#### WHAT THE EXERCISE ASKS:
Please switch "tile roof" to "clay roof" in the records below, starting at the first line and going on through the line that contains "[0,623,157,652]", and give back only those lines, otherwise unchanged.

#### SUPPLIED RECORDS:
==============================

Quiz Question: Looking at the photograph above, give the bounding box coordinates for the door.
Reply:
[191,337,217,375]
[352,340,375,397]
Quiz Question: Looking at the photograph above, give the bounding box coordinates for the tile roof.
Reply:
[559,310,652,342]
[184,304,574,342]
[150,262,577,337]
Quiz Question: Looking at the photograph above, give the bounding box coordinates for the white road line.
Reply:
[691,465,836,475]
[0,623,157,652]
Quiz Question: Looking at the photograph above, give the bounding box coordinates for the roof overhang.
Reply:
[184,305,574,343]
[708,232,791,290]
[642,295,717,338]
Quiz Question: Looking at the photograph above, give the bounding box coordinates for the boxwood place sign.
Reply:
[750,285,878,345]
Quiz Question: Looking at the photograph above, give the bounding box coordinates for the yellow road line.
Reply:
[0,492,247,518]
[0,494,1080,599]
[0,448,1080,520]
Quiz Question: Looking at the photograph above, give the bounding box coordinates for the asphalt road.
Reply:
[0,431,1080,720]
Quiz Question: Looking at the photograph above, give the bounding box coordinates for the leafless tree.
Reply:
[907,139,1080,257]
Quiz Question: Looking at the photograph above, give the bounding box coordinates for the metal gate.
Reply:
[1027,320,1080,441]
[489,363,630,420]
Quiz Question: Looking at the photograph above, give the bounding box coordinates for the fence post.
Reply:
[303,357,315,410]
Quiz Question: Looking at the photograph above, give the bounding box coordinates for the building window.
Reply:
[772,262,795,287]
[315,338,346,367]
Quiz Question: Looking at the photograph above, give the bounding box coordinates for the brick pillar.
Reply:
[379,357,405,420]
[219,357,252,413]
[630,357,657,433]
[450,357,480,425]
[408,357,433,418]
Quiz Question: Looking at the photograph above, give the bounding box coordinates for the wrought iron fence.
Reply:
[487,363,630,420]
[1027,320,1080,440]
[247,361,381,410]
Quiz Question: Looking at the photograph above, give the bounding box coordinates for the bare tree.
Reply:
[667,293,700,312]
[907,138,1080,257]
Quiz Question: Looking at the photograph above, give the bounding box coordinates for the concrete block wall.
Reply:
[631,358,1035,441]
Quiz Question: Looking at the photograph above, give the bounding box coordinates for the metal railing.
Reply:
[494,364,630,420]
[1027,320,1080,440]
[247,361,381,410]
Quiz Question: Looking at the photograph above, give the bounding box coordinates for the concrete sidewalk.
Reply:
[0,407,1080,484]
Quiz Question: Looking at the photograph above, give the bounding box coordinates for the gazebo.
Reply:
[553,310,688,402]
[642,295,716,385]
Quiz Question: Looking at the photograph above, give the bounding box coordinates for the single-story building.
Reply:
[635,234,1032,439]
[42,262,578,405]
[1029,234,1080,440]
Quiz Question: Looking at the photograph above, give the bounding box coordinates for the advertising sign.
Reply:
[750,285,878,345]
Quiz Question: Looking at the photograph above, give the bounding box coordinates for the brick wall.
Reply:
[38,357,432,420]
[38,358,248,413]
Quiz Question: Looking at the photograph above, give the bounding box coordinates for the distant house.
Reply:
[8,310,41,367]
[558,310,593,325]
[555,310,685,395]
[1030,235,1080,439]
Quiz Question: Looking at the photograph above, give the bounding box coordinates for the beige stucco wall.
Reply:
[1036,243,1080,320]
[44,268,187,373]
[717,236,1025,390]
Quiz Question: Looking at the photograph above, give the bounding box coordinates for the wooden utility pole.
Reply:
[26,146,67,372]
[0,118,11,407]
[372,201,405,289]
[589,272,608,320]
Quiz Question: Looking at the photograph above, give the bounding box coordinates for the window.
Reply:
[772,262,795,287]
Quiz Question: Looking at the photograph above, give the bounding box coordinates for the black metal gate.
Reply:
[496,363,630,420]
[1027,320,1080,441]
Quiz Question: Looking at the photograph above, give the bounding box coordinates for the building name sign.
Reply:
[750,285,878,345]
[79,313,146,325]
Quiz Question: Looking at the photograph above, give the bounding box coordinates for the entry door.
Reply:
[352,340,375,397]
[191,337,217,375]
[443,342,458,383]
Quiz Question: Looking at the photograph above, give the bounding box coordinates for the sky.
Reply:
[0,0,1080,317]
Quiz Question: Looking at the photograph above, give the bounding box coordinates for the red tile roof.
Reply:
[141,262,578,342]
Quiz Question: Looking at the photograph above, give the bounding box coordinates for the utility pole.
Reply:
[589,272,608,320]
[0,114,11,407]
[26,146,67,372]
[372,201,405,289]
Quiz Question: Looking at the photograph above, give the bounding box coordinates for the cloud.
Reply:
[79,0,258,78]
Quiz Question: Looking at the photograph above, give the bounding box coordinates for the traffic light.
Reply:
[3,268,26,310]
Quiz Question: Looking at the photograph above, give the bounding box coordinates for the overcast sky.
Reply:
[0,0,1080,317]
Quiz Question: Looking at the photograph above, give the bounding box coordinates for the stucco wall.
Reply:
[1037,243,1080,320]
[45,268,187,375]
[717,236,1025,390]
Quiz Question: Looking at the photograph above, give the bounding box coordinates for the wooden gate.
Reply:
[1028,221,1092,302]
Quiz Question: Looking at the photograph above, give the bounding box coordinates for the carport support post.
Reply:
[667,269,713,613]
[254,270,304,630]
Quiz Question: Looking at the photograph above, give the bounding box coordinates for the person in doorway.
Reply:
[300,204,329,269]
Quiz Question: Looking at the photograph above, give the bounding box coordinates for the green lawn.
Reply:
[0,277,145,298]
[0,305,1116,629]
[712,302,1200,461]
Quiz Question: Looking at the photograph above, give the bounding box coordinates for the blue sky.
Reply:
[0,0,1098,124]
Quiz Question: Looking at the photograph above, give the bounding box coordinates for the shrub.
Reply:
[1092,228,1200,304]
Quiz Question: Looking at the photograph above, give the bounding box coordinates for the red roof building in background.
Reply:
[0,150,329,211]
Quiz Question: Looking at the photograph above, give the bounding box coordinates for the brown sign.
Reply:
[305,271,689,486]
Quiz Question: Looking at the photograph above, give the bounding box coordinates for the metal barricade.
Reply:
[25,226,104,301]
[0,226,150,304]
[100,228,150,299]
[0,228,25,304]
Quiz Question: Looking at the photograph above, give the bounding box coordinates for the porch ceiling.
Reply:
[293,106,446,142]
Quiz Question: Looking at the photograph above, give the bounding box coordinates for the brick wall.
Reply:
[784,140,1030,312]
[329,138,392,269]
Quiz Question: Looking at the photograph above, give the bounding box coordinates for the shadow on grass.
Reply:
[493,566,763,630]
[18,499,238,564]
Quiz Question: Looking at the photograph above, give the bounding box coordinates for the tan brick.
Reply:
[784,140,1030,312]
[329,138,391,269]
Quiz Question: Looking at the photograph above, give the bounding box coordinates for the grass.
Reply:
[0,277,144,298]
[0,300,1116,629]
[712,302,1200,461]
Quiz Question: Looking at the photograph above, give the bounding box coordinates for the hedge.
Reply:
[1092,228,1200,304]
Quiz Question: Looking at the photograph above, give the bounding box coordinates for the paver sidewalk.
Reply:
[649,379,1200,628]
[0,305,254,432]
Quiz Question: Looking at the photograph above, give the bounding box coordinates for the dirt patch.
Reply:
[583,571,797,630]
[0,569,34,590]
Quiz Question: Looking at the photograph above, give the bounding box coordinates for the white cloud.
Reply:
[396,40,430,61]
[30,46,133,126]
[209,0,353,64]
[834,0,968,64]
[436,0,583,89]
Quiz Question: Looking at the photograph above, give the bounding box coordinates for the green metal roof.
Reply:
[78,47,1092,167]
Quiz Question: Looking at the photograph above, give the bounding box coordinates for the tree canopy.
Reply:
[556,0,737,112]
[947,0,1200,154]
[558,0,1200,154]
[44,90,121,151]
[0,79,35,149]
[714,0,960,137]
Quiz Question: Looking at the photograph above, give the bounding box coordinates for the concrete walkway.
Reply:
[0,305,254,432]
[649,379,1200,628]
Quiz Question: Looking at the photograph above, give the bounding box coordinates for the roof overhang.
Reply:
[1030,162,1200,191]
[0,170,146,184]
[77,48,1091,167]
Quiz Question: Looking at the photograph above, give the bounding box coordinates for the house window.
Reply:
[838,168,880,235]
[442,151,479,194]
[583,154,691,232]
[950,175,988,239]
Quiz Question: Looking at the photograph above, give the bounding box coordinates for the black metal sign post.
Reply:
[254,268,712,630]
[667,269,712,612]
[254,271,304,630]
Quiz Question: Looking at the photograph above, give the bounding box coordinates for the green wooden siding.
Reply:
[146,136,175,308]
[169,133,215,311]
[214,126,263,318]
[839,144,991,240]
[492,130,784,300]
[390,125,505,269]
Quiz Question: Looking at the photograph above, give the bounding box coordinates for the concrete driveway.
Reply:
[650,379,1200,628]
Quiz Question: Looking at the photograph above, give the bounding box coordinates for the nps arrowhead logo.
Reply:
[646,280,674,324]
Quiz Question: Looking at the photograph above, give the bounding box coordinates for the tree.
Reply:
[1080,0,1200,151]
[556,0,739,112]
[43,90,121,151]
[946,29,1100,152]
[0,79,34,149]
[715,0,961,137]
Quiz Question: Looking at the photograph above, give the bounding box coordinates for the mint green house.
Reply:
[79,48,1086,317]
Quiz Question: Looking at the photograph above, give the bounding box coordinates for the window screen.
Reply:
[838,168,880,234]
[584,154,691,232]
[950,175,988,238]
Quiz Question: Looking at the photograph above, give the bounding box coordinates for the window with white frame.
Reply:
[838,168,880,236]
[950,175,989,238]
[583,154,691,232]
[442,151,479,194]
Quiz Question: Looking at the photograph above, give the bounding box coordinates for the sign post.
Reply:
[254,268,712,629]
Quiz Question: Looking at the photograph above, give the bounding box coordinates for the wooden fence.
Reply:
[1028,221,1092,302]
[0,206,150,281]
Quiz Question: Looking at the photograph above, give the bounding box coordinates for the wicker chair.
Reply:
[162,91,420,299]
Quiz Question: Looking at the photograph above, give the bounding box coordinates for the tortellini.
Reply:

==============================

#### TASK SOLUTION:
Quiz Question: Looking at the photograph above, give the bounding box coordinates for the door.
Reply:
[191,337,217,375]
[352,340,375,397]
Quiz Question: Looking at the photograph above, give the bounding box coordinates for the clay roof.
Reply:
[559,310,652,342]
[184,304,574,342]
[150,262,577,337]
Quiz Question: Looking at the photograph above, give the bounding box coordinates for the white road line.
Reply:
[691,465,836,475]
[0,623,157,652]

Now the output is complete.